=== Texte extrait ===
----------------

Chroniques

par bertrand bolognesi

Rusalka
opéra d’Antonín Dvořák

The Metropolitan Opera HD Live / Gaumont Capucines, Paris
- 8 février 2013
au Met', reprise de la Rusalka (Dvořák) d'Otto Schenk
© ken howard | metropolitan opera

Il fit ses débuts à Salzbourg (Landestheater) en 1957 : à vingt-sept ans il signait une nouvelle production de Die Zauberflöte. Après avoir fait au théâtre ses premières armes en tant que metteur en scène (Tchekhov, Horváth, Shakespeare, etc.), ce jeune comédien viennois abordait le monde lyrique par Mozart. Il se fera réellement connaître quelques années plus tard pour ses remarquables Lulu et Jenůfa au Theater an der Wien qui lui vaudront derechef une collaboration due avec la prestigieuse Wiener Staatsoper. Dès 1968, il est engagé par le Metropolitan Opera pour y réaliser une nouvelle Tosca. En 1974, la carrière prend véritablement son essor international avec Le nozze di Figaro au Teatro alla Scala, la fosse étant alors menée par Claudio Abbado.

Entre Londres et les grandes maisons allemandes, Otto Schenk revient régulièrement à New York qui lui confie Tannhäuser en 1978 et Die Meistersinger von Nürnberg en 1993, beau parcours wagnérien ponctué par le Ring (1986) et Parsifal (1991), sans exclure le répertoire italien. Il y est apprécié pour le soin extrême qu’il ménage à une scénographie minutieusement décorative, voire ornementale, dont on peut dire encore qu’elle fait grand effet. Et c’est en 1993 qu’il y met en scène cette Rusalka actuellement reprise in loco et diffusée ce soir en direct au cinéma.

----------------

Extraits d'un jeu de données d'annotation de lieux
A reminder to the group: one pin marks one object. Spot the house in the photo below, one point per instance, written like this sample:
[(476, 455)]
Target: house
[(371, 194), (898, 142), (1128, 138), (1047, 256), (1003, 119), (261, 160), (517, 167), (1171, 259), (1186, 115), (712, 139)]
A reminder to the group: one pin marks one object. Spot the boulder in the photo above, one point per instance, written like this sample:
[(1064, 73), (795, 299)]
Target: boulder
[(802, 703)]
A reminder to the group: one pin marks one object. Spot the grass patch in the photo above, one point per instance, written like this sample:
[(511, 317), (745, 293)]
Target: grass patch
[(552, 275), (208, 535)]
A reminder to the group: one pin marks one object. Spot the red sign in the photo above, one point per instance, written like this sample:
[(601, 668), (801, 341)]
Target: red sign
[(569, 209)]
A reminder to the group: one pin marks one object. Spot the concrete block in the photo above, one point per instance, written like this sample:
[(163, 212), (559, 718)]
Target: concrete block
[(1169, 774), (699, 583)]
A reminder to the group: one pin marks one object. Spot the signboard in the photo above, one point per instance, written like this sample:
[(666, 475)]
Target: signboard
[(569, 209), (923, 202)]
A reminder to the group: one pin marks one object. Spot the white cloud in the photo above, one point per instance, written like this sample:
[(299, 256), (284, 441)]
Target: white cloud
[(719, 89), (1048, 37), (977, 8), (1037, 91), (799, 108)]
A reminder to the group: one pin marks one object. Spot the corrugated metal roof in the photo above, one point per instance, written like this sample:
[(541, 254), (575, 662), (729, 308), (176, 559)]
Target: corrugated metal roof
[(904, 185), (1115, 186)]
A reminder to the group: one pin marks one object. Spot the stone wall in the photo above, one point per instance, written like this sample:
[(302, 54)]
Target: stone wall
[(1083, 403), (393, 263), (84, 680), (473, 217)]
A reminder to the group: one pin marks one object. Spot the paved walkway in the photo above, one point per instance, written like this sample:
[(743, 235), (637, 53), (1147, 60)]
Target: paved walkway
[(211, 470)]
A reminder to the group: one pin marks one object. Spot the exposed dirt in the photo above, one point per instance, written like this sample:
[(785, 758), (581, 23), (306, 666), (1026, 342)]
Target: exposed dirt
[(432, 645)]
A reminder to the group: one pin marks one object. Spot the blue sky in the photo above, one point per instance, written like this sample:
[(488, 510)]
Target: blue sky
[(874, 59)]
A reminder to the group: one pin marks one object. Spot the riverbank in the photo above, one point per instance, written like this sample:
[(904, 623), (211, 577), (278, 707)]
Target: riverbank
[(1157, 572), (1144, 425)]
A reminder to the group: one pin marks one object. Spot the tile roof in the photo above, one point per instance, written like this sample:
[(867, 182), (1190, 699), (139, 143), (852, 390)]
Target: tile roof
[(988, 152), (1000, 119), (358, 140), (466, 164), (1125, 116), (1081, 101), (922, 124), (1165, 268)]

----------------

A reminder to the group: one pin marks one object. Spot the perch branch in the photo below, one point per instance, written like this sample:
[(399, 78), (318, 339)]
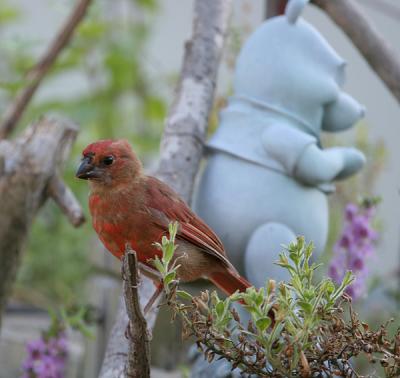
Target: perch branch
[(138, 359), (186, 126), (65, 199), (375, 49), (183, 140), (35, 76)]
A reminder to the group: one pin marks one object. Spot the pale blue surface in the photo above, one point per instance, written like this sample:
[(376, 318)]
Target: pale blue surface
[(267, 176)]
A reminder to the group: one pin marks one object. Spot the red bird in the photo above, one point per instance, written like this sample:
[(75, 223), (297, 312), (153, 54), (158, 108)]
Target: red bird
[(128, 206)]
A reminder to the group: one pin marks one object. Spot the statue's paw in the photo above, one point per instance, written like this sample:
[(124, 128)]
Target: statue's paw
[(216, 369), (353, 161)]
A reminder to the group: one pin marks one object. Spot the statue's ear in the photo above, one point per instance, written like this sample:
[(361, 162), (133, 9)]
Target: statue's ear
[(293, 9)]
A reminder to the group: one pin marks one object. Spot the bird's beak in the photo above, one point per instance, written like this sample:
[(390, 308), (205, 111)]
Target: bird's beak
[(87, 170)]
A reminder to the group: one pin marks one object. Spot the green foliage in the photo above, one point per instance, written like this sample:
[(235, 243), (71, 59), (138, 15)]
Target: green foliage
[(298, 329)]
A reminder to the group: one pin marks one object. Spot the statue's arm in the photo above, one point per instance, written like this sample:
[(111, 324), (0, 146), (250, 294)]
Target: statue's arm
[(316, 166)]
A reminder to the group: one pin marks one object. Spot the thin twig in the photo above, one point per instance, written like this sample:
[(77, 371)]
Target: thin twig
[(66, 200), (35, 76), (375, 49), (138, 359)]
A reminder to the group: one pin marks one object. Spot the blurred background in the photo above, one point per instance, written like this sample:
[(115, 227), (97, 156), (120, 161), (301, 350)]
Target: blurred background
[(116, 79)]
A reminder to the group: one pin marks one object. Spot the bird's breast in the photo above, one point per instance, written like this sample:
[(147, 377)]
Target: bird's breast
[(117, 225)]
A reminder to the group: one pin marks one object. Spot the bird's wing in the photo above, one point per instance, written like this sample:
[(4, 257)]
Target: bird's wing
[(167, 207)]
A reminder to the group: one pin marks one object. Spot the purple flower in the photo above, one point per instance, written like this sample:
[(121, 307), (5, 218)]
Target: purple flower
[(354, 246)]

----------------

=== Consigne ===
Recopiez intégralement le texte extrait sur la mise en scène de Rusalka par Otto Schenk, sans y apporter la moindre modification. Ce matériel forme un ensemble distinct du texte extrait.

=== Réponse attendue ===
Chroniques

par bertrand bolognesi

Rusalka
opéra d’Antonín Dvořák

The Metropolitan Opera HD Live / Gaumont Capucines, Paris
- 8 février 2013
au Met', reprise de la Rusalka (Dvořák) d'Otto Schenk
© ken howard | metropolitan opera

Il fit ses débuts à Salzbourg (Landestheater) en 1957 : à vingt-sept ans il signait une nouvelle production de Die Zauberflöte. Après avoir fait au théâtre ses premières armes en tant que metteur en scène (Tchekhov, Horváth, Shakespeare, etc.), ce jeune comédien viennois abordait le monde lyrique par Mozart. Il se fera réellement connaître quelques années plus tard pour ses remarquables Lulu et Jenůfa au Theater an der Wien qui lui vaudront derechef une collaboration due avec la prestigieuse Wiener Staatsoper. Dès 1968, il est engagé par le Metropolitan Opera pour y réaliser une nouvelle Tosca. En 1974, la carrière prend véritablement son essor international avec Le nozze di Figaro au Teatro alla Scala, la fosse étant alors menée par Claudio Abbado.

Entre Londres et les grandes maisons allemandes, Otto Schenk revient régulièrement à New York qui lui confie Tannhäuser en 1978 et Die Meistersinger von Nürnberg en 1993, beau parcours wagnérien ponctué par le Ring (1986) et Parsifal (1991), sans exclure le répertoire italien. Il y est apprécié pour le soin extrême qu’il ménage à une scénographie minutieusement décorative, voire ornementale, dont on peut dire encore qu’elle fait grand effet. Et c’est en 1993 qu’il y met en scène cette Rusalka actuellement reprise in loco et diffusée ce soir en direct au cinéma.